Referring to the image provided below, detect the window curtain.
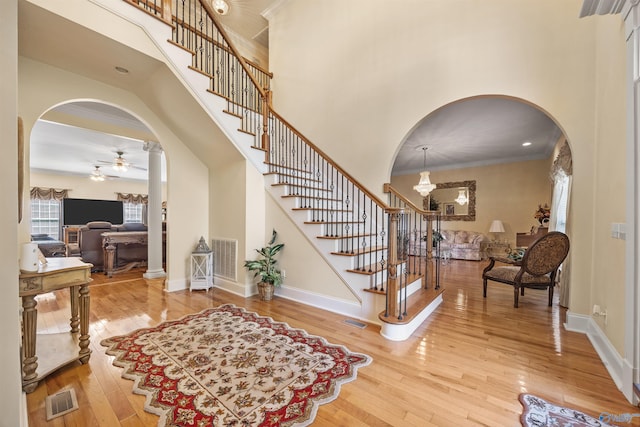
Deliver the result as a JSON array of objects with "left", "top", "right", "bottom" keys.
[
  {"left": 549, "top": 140, "right": 573, "bottom": 307},
  {"left": 31, "top": 187, "right": 69, "bottom": 202},
  {"left": 116, "top": 193, "right": 149, "bottom": 224},
  {"left": 29, "top": 187, "right": 69, "bottom": 238}
]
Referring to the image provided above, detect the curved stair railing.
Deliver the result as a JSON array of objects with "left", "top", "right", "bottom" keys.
[{"left": 124, "top": 0, "right": 439, "bottom": 323}]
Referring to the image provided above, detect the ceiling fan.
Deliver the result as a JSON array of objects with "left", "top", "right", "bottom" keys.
[
  {"left": 98, "top": 150, "right": 147, "bottom": 172},
  {"left": 89, "top": 165, "right": 120, "bottom": 182}
]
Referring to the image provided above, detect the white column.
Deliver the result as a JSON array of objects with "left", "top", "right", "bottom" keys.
[
  {"left": 143, "top": 142, "right": 166, "bottom": 279},
  {"left": 621, "top": 0, "right": 640, "bottom": 404}
]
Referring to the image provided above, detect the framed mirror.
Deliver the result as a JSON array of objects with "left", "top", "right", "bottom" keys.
[{"left": 424, "top": 180, "right": 476, "bottom": 221}]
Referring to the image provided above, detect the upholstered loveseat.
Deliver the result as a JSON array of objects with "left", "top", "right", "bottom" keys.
[
  {"left": 78, "top": 221, "right": 147, "bottom": 271},
  {"left": 440, "top": 230, "right": 489, "bottom": 261}
]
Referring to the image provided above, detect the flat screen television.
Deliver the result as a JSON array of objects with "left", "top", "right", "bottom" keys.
[{"left": 62, "top": 198, "right": 124, "bottom": 225}]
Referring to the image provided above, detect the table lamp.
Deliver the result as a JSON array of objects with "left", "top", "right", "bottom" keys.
[{"left": 489, "top": 219, "right": 504, "bottom": 242}]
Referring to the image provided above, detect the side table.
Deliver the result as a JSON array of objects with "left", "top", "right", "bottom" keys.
[
  {"left": 18, "top": 257, "right": 93, "bottom": 393},
  {"left": 484, "top": 241, "right": 511, "bottom": 257}
]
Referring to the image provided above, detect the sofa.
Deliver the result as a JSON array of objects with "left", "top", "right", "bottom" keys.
[
  {"left": 78, "top": 221, "right": 147, "bottom": 272},
  {"left": 31, "top": 234, "right": 66, "bottom": 258},
  {"left": 440, "top": 230, "right": 489, "bottom": 261}
]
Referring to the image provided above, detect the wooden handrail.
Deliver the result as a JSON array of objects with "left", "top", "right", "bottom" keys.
[
  {"left": 198, "top": 0, "right": 267, "bottom": 97},
  {"left": 170, "top": 16, "right": 273, "bottom": 78},
  {"left": 271, "top": 109, "right": 392, "bottom": 211}
]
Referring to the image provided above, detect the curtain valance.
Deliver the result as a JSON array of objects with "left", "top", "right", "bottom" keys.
[
  {"left": 116, "top": 193, "right": 149, "bottom": 205},
  {"left": 31, "top": 187, "right": 69, "bottom": 202},
  {"left": 551, "top": 140, "right": 573, "bottom": 180}
]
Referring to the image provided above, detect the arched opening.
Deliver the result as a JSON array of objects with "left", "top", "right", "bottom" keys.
[
  {"left": 29, "top": 100, "right": 166, "bottom": 280},
  {"left": 391, "top": 95, "right": 572, "bottom": 307}
]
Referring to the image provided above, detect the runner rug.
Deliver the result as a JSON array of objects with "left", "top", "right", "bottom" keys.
[
  {"left": 519, "top": 393, "right": 610, "bottom": 427},
  {"left": 101, "top": 304, "right": 371, "bottom": 427}
]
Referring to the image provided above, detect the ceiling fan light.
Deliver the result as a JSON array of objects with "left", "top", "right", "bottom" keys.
[
  {"left": 212, "top": 0, "right": 229, "bottom": 15},
  {"left": 89, "top": 166, "right": 104, "bottom": 182},
  {"left": 413, "top": 171, "right": 436, "bottom": 197}
]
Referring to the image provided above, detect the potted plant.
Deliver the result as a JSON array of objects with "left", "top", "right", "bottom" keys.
[{"left": 244, "top": 229, "right": 284, "bottom": 301}]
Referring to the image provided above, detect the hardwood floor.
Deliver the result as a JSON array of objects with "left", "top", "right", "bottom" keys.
[{"left": 27, "top": 261, "right": 640, "bottom": 427}]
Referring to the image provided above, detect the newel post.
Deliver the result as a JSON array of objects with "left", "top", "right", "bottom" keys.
[
  {"left": 262, "top": 88, "right": 272, "bottom": 161},
  {"left": 162, "top": 0, "right": 173, "bottom": 25},
  {"left": 385, "top": 208, "right": 403, "bottom": 319}
]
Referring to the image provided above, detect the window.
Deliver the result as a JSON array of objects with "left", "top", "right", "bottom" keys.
[
  {"left": 31, "top": 199, "right": 60, "bottom": 240},
  {"left": 123, "top": 202, "right": 144, "bottom": 223}
]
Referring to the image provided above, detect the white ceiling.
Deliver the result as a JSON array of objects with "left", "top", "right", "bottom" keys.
[
  {"left": 18, "top": 0, "right": 561, "bottom": 179},
  {"left": 392, "top": 97, "right": 562, "bottom": 175}
]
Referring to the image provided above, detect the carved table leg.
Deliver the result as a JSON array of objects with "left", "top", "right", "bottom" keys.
[
  {"left": 22, "top": 295, "right": 38, "bottom": 393},
  {"left": 69, "top": 286, "right": 80, "bottom": 334},
  {"left": 104, "top": 243, "right": 116, "bottom": 277},
  {"left": 79, "top": 284, "right": 91, "bottom": 363}
]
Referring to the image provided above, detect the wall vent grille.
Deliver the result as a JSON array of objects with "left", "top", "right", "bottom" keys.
[
  {"left": 211, "top": 237, "right": 238, "bottom": 282},
  {"left": 45, "top": 388, "right": 78, "bottom": 421}
]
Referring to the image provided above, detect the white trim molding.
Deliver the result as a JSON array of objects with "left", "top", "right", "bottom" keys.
[
  {"left": 580, "top": 0, "right": 627, "bottom": 18},
  {"left": 564, "top": 311, "right": 628, "bottom": 391}
]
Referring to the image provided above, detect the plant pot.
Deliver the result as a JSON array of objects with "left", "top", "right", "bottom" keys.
[{"left": 258, "top": 282, "right": 274, "bottom": 301}]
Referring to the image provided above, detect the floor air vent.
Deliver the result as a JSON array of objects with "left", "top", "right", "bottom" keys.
[
  {"left": 343, "top": 319, "right": 367, "bottom": 329},
  {"left": 211, "top": 237, "right": 238, "bottom": 282},
  {"left": 45, "top": 388, "right": 78, "bottom": 421}
]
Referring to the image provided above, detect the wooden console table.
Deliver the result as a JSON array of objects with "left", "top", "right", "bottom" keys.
[{"left": 19, "top": 258, "right": 93, "bottom": 393}]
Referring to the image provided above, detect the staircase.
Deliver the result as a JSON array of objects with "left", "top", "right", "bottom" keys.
[{"left": 105, "top": 0, "right": 442, "bottom": 340}]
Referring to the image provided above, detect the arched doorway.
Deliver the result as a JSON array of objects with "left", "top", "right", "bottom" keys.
[
  {"left": 391, "top": 95, "right": 572, "bottom": 307},
  {"left": 29, "top": 100, "right": 166, "bottom": 275}
]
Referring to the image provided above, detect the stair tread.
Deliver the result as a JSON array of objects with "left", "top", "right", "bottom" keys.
[
  {"left": 264, "top": 162, "right": 313, "bottom": 175},
  {"left": 304, "top": 220, "right": 364, "bottom": 225},
  {"left": 292, "top": 207, "right": 353, "bottom": 213},
  {"left": 271, "top": 182, "right": 332, "bottom": 192},
  {"left": 331, "top": 246, "right": 387, "bottom": 256},
  {"left": 263, "top": 171, "right": 322, "bottom": 184},
  {"left": 378, "top": 287, "right": 444, "bottom": 325},
  {"left": 316, "top": 233, "right": 374, "bottom": 240}
]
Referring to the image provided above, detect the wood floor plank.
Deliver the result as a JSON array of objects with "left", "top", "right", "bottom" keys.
[{"left": 27, "top": 260, "right": 640, "bottom": 427}]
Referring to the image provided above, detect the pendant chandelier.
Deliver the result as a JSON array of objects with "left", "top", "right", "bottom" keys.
[
  {"left": 456, "top": 188, "right": 469, "bottom": 206},
  {"left": 212, "top": 0, "right": 229, "bottom": 15},
  {"left": 413, "top": 145, "right": 436, "bottom": 197}
]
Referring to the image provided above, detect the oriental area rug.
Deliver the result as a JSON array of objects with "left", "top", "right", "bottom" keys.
[
  {"left": 519, "top": 393, "right": 611, "bottom": 427},
  {"left": 101, "top": 304, "right": 371, "bottom": 427}
]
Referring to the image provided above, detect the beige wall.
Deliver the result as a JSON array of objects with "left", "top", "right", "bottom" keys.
[
  {"left": 0, "top": 1, "right": 26, "bottom": 426},
  {"left": 588, "top": 17, "right": 637, "bottom": 354},
  {"left": 270, "top": 0, "right": 625, "bottom": 352},
  {"left": 391, "top": 159, "right": 552, "bottom": 246}
]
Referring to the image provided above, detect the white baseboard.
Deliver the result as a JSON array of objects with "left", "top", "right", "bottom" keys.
[
  {"left": 274, "top": 286, "right": 380, "bottom": 325},
  {"left": 380, "top": 294, "right": 442, "bottom": 341},
  {"left": 213, "top": 277, "right": 252, "bottom": 298},
  {"left": 564, "top": 311, "right": 633, "bottom": 396}
]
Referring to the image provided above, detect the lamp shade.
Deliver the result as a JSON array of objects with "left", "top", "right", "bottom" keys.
[
  {"left": 456, "top": 189, "right": 469, "bottom": 206},
  {"left": 489, "top": 219, "right": 504, "bottom": 233}
]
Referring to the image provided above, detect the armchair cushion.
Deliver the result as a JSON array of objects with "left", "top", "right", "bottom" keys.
[{"left": 482, "top": 231, "right": 569, "bottom": 308}]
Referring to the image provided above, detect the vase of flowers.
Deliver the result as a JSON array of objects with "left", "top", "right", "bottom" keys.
[{"left": 533, "top": 203, "right": 551, "bottom": 225}]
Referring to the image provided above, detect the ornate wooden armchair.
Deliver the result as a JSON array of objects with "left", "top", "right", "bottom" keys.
[{"left": 482, "top": 231, "right": 569, "bottom": 308}]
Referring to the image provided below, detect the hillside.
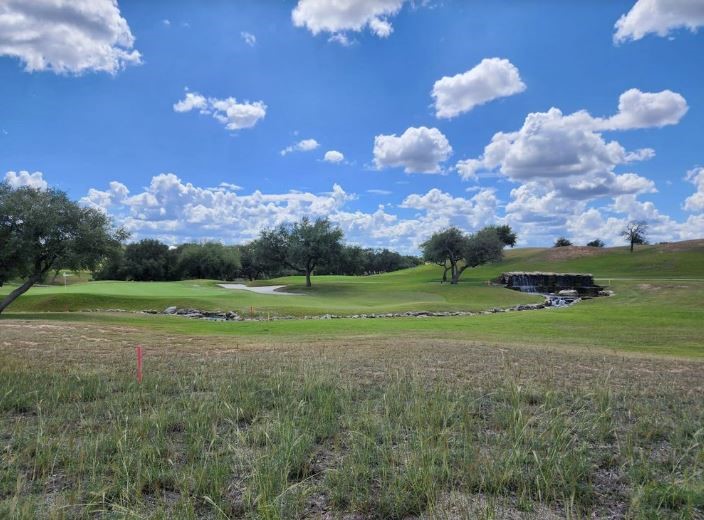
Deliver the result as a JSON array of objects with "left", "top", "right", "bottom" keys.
[
  {"left": 478, "top": 240, "right": 704, "bottom": 279},
  {"left": 0, "top": 240, "right": 704, "bottom": 316}
]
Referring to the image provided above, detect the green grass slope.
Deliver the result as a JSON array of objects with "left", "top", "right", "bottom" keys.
[
  {"left": 0, "top": 266, "right": 540, "bottom": 316},
  {"left": 0, "top": 240, "right": 704, "bottom": 316},
  {"left": 477, "top": 240, "right": 704, "bottom": 280}
]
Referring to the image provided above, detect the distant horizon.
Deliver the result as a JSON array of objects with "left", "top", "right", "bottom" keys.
[{"left": 0, "top": 0, "right": 704, "bottom": 255}]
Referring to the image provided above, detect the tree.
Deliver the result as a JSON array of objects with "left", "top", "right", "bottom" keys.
[
  {"left": 123, "top": 238, "right": 178, "bottom": 282},
  {"left": 0, "top": 183, "right": 127, "bottom": 313},
  {"left": 458, "top": 226, "right": 506, "bottom": 278},
  {"left": 238, "top": 242, "right": 262, "bottom": 280},
  {"left": 286, "top": 217, "right": 342, "bottom": 287},
  {"left": 254, "top": 217, "right": 342, "bottom": 287},
  {"left": 176, "top": 242, "right": 241, "bottom": 280},
  {"left": 420, "top": 226, "right": 469, "bottom": 284},
  {"left": 421, "top": 226, "right": 508, "bottom": 285},
  {"left": 621, "top": 220, "right": 648, "bottom": 253},
  {"left": 587, "top": 238, "right": 606, "bottom": 247},
  {"left": 250, "top": 225, "right": 289, "bottom": 277}
]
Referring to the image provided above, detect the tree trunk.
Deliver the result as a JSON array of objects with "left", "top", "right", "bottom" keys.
[
  {"left": 442, "top": 267, "right": 450, "bottom": 283},
  {"left": 450, "top": 263, "right": 460, "bottom": 285},
  {"left": 450, "top": 265, "right": 467, "bottom": 285},
  {"left": 0, "top": 274, "right": 42, "bottom": 314}
]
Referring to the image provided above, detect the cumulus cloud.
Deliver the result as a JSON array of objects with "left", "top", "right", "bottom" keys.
[
  {"left": 374, "top": 126, "right": 452, "bottom": 173},
  {"left": 595, "top": 88, "right": 689, "bottom": 130},
  {"left": 455, "top": 89, "right": 697, "bottom": 243},
  {"left": 432, "top": 58, "right": 526, "bottom": 118},
  {"left": 173, "top": 92, "right": 267, "bottom": 130},
  {"left": 684, "top": 167, "right": 704, "bottom": 213},
  {"left": 240, "top": 31, "right": 257, "bottom": 47},
  {"left": 614, "top": 0, "right": 704, "bottom": 43},
  {"left": 0, "top": 0, "right": 141, "bottom": 74},
  {"left": 279, "top": 139, "right": 320, "bottom": 155},
  {"left": 5, "top": 170, "right": 49, "bottom": 190},
  {"left": 291, "top": 0, "right": 406, "bottom": 41},
  {"left": 81, "top": 173, "right": 508, "bottom": 252},
  {"left": 455, "top": 89, "right": 687, "bottom": 208},
  {"left": 323, "top": 150, "right": 345, "bottom": 164}
]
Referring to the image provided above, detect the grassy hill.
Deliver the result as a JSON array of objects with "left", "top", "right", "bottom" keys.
[{"left": 0, "top": 240, "right": 704, "bottom": 316}]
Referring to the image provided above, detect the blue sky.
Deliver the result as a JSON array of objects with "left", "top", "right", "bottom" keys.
[{"left": 0, "top": 0, "right": 704, "bottom": 252}]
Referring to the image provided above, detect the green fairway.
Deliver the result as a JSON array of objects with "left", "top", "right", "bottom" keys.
[
  {"left": 0, "top": 265, "right": 541, "bottom": 316},
  {"left": 0, "top": 241, "right": 704, "bottom": 316},
  {"left": 2, "top": 241, "right": 704, "bottom": 357}
]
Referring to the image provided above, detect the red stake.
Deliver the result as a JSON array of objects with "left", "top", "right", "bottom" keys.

_GOAL:_
Reproduce word for word the lines of the records from the one containing "Referring to the image provided above, detect the red" through the end of the records, including both the first and last lines.

_RESULT OF THE EXERCISE:_
Referring to the image provided above, detect the red stake.
Deliver the result as a JSON array of objects with "left", "top", "right", "bottom" keys.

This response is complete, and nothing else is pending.